- Supplied entries
_ _ _ _

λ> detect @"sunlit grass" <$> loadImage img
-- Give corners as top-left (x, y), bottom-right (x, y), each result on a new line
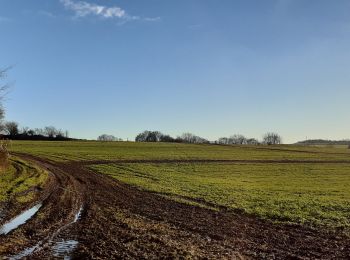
top-left (11, 141), bottom-right (350, 162)
top-left (0, 158), bottom-right (48, 203)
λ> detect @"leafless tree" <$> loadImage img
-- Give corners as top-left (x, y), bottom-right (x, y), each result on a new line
top-left (246, 138), bottom-right (259, 145)
top-left (263, 132), bottom-right (282, 145)
top-left (218, 137), bottom-right (230, 144)
top-left (44, 126), bottom-right (58, 138)
top-left (177, 133), bottom-right (209, 144)
top-left (4, 121), bottom-right (19, 136)
top-left (0, 67), bottom-right (10, 124)
top-left (230, 134), bottom-right (247, 145)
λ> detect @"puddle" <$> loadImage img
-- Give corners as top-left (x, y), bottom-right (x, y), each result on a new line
top-left (73, 206), bottom-right (83, 223)
top-left (0, 203), bottom-right (42, 235)
top-left (5, 243), bottom-right (40, 260)
top-left (52, 240), bottom-right (78, 260)
top-left (7, 204), bottom-right (83, 260)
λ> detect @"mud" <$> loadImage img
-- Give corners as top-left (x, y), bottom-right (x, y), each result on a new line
top-left (0, 153), bottom-right (350, 259)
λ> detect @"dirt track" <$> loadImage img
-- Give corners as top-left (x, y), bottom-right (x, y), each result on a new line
top-left (0, 156), bottom-right (350, 259)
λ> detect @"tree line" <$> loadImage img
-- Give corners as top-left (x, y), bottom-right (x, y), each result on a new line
top-left (135, 131), bottom-right (210, 144)
top-left (135, 131), bottom-right (282, 145)
top-left (0, 121), bottom-right (71, 141)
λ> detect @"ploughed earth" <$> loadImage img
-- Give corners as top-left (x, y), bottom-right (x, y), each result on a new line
top-left (0, 155), bottom-right (350, 259)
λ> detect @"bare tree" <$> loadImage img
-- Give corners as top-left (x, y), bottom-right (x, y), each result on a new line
top-left (246, 138), bottom-right (259, 145)
top-left (177, 133), bottom-right (209, 144)
top-left (0, 67), bottom-right (10, 124)
top-left (97, 134), bottom-right (118, 142)
top-left (230, 134), bottom-right (247, 144)
top-left (4, 121), bottom-right (19, 136)
top-left (263, 132), bottom-right (282, 145)
top-left (44, 126), bottom-right (58, 138)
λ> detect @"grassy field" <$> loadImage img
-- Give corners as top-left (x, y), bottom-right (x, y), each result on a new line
top-left (0, 158), bottom-right (48, 203)
top-left (92, 163), bottom-right (350, 228)
top-left (11, 141), bottom-right (350, 162)
top-left (6, 141), bottom-right (350, 232)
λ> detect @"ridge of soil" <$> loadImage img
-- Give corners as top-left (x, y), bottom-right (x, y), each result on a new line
top-left (0, 155), bottom-right (350, 259)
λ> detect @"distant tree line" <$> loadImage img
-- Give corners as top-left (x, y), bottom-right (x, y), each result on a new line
top-left (135, 131), bottom-right (282, 145)
top-left (216, 132), bottom-right (282, 145)
top-left (296, 139), bottom-right (350, 146)
top-left (97, 134), bottom-right (123, 142)
top-left (1, 121), bottom-right (71, 140)
top-left (135, 131), bottom-right (210, 144)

_ _ _ _

- Problem to work on
Write out all the rows above again, changing every "loadImage" to "readImage" and nothing else. Leave the pictures out of your answer.

- Expected answer
λ> detect @"sunlit grass" <$> readImage img
-- Give corners as top-left (x, y), bottom-right (x, y), each result on a new line
top-left (11, 141), bottom-right (350, 162)
top-left (0, 158), bottom-right (48, 203)
λ> detect @"leafless tree" <$> readImage img
-- Give corners as top-left (x, y), bottom-right (x, y), each result on a new line
top-left (246, 138), bottom-right (259, 145)
top-left (263, 132), bottom-right (282, 145)
top-left (218, 137), bottom-right (230, 144)
top-left (44, 126), bottom-right (58, 138)
top-left (177, 133), bottom-right (209, 144)
top-left (4, 121), bottom-right (19, 136)
top-left (0, 67), bottom-right (10, 124)
top-left (230, 134), bottom-right (247, 145)
λ> detect @"puddle" <$> readImage img
-- Give corners as top-left (x, y), bottom-right (x, y), each result on a new line
top-left (73, 206), bottom-right (83, 223)
top-left (0, 203), bottom-right (42, 235)
top-left (5, 243), bottom-right (40, 260)
top-left (52, 240), bottom-right (78, 260)
top-left (7, 204), bottom-right (83, 260)
λ> detect @"mud" <$> readImage img
-- Give corners as top-left (x, y), bottom-right (x, y), each result on a new line
top-left (0, 153), bottom-right (350, 259)
λ> detect @"dirt track" <$> readImage img
-- Give corners as top-left (x, y), bottom-right (x, y), each result on a new line
top-left (0, 156), bottom-right (350, 259)
λ> detect @"tree line" <$> readImage img
-- Give corners as top-left (x, y), bottom-right (x, y), each result on a new line
top-left (135, 131), bottom-right (210, 144)
top-left (135, 131), bottom-right (282, 145)
top-left (0, 121), bottom-right (71, 141)
λ> detect @"ploughed earth" <$> readImage img
-- Give corners as top-left (x, y), bottom-right (x, y), each result on a new line
top-left (0, 155), bottom-right (350, 259)
λ> detect @"bare tree" <$> readImage img
-- Give corners as top-left (x, y), bottom-right (x, y), each result on a new line
top-left (246, 138), bottom-right (259, 145)
top-left (177, 133), bottom-right (209, 144)
top-left (0, 67), bottom-right (10, 124)
top-left (97, 134), bottom-right (118, 142)
top-left (230, 134), bottom-right (247, 144)
top-left (4, 121), bottom-right (19, 136)
top-left (263, 132), bottom-right (282, 145)
top-left (44, 126), bottom-right (58, 138)
λ> detect @"grassy field" <$> readImage img
-- Give corners as top-left (x, y), bottom-right (x, y), each result on a new line
top-left (0, 158), bottom-right (48, 203)
top-left (92, 163), bottom-right (350, 228)
top-left (11, 141), bottom-right (350, 162)
top-left (6, 141), bottom-right (350, 232)
λ> detect @"ridge of soil" <$> readImage img
-- Give corners as top-left (x, y), bottom-right (x, y), each result on a new line
top-left (0, 155), bottom-right (350, 259)
λ> detect @"distant tree line" <$> readImage img
-- Give corners as top-left (x, y), bottom-right (x, y), each result on a new line
top-left (135, 131), bottom-right (282, 145)
top-left (216, 132), bottom-right (282, 145)
top-left (296, 139), bottom-right (350, 146)
top-left (97, 134), bottom-right (123, 142)
top-left (1, 121), bottom-right (71, 140)
top-left (135, 131), bottom-right (210, 144)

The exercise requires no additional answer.